Set problem A:
In the arm64 mapping discussion, which two flags should the existing NO_BLOCK_MAPPINGS flag be split into?
Set problem B:
Repeat the part of the arm64 mapping discussion starting with "Since block mappings" and going on through "the new ones.".
Set problem C:
Does the arm64 mapping discussion support each statement? (i) The diff changes the file arch/arm64/mm/mmu.c. (ii) The writer suggests dropping the early_section() check. (iii) The proposed change is described as fully tested.

Source document:

▼

While this is true, still might be a good idea to keep the early_section()
check in place just to be extra careful here. Otherwise an WARN_ON() might
be needed.

> The idea is like(not fully tested):
> 
> diff --git a/arch/arm64/mm/mmu.c b/arch/arm64/mm/mmu.c
> index e2739b69e11b..9afeb35673a3 100644
> --- a/arch/arm64/mm/mmu.c
> +++ b/arch/arm64/mm/mmu.c
> @@ -45,6 +45,7 @@
>  #define NO_BLOCK_MAPPINGS      BIT(0)
>  #define NO_CONT_MAPPINGS       BIT(1)
>  #define NO_EXEC_MAPPINGS       BIT(2)  /* assumes FEAT_HPDS is not used */
> +#define NO_PUD_BLOCK_MAPPINGS  BIT(3)  /* Hotplug case: do not want block mapping for PUD */

Since block mappings get created either at PMD or PUD, the existing flag
NO_BLOCK_MAPPINGS should be split into two i.e NO_PMD_BLOCK_MAPPINGS and
NO_PUD_BLOCK_MAPPINGS (possibly expanding into P4D later). Although all
block mappings can still be prevented using the existing flag which can
be derived from the new ones.

#define NO_BLOCK_MAPPINGS (NO_PMD_BLOCK_MAPPINGS | NO_PUD_BLOCK_MAPPINGS)

▲

Recorded information:
▼

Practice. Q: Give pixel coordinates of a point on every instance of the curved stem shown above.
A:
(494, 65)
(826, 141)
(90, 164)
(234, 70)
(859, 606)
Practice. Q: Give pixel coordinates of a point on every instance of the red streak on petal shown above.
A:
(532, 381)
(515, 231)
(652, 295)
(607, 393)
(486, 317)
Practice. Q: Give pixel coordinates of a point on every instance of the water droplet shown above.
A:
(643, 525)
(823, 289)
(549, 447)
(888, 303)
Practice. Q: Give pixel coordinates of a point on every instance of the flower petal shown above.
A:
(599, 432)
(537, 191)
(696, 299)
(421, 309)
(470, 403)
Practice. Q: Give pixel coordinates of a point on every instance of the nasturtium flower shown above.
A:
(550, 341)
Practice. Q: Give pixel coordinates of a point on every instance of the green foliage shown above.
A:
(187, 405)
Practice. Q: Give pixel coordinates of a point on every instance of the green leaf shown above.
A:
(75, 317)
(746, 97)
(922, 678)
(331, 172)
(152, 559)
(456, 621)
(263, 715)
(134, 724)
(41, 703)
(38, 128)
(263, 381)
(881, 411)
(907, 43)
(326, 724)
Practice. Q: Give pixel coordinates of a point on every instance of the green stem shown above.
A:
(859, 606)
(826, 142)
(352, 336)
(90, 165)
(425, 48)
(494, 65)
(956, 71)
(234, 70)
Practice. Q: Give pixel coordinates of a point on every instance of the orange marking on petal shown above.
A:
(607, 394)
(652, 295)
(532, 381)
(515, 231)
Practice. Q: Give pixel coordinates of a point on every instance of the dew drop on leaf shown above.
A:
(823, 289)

▲

Problem solution A:
NO_PMD_BLOCK_MAPPINGS and NO_PUD_BLOCK_MAPPINGS

Problem solution B:
Since block mappings get created either at PMD or PUD, the existing flag
NO_BLOCK_MAPPINGS should be split into two i.e NO_PMD_BLOCK_MAPPINGS and
NO_PUD_BLOCK_MAPPINGS (possibly expanding into P4D later). Although all
block mappings can still be prevented using the existing flag which can
be derived from the new ones.

Problem solution C:
(i) Yes: "diff --git a/arch/arm64/mm/mmu.c b/arch/arm64/mm/mmu.c"
(ii) No: "still might be a good idea to keep the early_section()"
(iii) No: "The idea is like(not fully tested)"